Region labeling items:
● ● ● ● ●

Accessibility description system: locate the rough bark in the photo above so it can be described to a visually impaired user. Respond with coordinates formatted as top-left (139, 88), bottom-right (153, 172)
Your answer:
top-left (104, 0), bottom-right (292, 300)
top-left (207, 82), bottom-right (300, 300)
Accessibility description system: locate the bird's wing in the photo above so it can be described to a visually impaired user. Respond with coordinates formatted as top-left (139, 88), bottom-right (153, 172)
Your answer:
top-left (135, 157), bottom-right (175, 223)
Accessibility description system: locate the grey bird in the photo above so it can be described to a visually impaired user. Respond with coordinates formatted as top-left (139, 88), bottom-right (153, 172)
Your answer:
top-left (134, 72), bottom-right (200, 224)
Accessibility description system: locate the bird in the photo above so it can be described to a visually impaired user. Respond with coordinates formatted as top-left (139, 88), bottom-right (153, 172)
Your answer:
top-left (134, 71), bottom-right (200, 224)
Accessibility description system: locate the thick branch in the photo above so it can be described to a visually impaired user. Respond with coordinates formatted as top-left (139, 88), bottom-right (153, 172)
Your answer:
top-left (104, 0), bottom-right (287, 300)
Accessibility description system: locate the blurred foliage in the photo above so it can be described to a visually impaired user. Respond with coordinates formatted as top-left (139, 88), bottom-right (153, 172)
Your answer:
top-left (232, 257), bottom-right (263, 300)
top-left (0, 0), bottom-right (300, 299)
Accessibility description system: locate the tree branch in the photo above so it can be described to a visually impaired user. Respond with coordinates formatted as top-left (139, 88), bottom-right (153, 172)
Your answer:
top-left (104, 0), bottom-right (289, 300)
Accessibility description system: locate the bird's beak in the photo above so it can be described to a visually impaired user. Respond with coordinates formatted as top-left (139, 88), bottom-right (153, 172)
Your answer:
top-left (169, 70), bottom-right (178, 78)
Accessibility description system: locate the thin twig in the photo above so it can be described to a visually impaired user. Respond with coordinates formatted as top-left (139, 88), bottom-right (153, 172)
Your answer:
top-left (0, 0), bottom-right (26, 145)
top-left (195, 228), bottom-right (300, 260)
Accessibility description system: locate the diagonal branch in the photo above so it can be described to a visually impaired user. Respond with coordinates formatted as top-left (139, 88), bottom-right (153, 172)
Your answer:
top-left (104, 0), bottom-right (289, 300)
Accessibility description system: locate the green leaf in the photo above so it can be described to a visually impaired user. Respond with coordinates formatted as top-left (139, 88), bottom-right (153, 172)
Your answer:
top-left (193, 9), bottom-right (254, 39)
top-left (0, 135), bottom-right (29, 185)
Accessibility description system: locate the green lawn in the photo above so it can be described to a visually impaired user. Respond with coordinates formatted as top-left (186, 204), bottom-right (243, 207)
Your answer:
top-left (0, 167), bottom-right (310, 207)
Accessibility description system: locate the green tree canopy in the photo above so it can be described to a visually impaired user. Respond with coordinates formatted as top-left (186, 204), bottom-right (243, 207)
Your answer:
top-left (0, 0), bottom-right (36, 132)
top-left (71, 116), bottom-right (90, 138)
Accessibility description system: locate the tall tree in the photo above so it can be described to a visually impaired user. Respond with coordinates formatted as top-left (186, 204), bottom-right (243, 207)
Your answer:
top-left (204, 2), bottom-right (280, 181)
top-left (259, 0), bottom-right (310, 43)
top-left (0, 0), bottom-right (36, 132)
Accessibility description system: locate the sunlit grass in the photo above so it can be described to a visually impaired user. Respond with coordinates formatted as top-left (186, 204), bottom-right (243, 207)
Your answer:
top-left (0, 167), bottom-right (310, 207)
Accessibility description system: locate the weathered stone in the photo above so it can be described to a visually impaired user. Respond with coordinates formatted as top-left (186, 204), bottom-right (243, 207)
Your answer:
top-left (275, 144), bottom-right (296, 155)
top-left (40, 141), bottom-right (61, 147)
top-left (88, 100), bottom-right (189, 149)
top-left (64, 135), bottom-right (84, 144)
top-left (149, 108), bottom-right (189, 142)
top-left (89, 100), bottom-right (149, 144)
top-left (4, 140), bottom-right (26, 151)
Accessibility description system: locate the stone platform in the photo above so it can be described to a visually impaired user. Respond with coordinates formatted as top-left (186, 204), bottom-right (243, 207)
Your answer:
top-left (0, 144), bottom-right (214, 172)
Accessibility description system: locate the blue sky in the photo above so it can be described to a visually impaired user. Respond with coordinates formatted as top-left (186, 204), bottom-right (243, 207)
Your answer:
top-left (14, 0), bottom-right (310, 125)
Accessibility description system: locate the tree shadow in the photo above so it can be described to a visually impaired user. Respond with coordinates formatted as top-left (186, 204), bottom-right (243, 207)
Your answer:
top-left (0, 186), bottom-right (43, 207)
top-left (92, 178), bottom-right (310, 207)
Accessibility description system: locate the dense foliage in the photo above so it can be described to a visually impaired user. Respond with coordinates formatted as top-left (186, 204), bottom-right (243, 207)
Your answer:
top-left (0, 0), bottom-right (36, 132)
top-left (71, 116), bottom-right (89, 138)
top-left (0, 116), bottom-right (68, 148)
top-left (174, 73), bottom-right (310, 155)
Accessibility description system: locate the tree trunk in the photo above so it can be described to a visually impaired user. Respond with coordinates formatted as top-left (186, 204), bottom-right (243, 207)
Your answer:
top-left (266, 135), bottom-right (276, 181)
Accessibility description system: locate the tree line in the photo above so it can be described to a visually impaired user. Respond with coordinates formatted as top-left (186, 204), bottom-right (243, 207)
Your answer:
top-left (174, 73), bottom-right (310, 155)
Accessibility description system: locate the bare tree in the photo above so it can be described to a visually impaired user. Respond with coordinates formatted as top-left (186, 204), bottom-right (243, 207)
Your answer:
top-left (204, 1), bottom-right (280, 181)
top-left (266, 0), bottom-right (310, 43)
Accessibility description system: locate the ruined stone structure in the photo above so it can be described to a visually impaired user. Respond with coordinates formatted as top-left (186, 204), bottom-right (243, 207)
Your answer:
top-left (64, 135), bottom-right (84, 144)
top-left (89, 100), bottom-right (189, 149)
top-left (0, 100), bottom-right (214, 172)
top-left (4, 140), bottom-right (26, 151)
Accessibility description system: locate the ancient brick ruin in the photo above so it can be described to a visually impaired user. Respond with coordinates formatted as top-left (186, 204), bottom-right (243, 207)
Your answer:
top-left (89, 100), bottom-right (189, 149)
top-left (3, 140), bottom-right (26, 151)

● ● ● ● ●

[Instructions to follow] Beginning at the line that has "Accessibility description system: locate the thin" and stopping after the line that has "top-left (71, 116), bottom-right (90, 138)", rewrite those lines with "low-vision user" swapped in for "visually impaired user" and nothing else altered.

[Task solution]
Accessibility description system: locate the thin twig in the photo above so it can be described to a low-vision user. Respond with coordinates formatted as top-left (139, 88), bottom-right (153, 172)
Your answer:
top-left (0, 0), bottom-right (26, 145)
top-left (195, 228), bottom-right (300, 260)
Accessibility description system: locate the diagonal branch in the photo above so it can be described to a low-vision user. Respond with coordinates formatted as top-left (139, 88), bottom-right (153, 172)
Your answer:
top-left (104, 0), bottom-right (289, 300)
Accessibility description system: locate the green leaf in the photo above so it can be described to a low-vision user. Respond with coordinates formatted as top-left (139, 88), bottom-right (153, 172)
Your answer:
top-left (193, 9), bottom-right (254, 39)
top-left (0, 135), bottom-right (29, 185)
Accessibility description system: locate the green lawn in the photo above so it can be described to a low-vision user. Respond with coordinates formatted as top-left (186, 204), bottom-right (243, 207)
Your answer:
top-left (0, 167), bottom-right (310, 207)
Accessibility description system: locate the green tree canopy in the photo above so it can be described to a low-vision user. Respond with coordinates formatted as top-left (186, 204), bottom-right (243, 207)
Your answer:
top-left (0, 0), bottom-right (36, 132)
top-left (71, 116), bottom-right (90, 138)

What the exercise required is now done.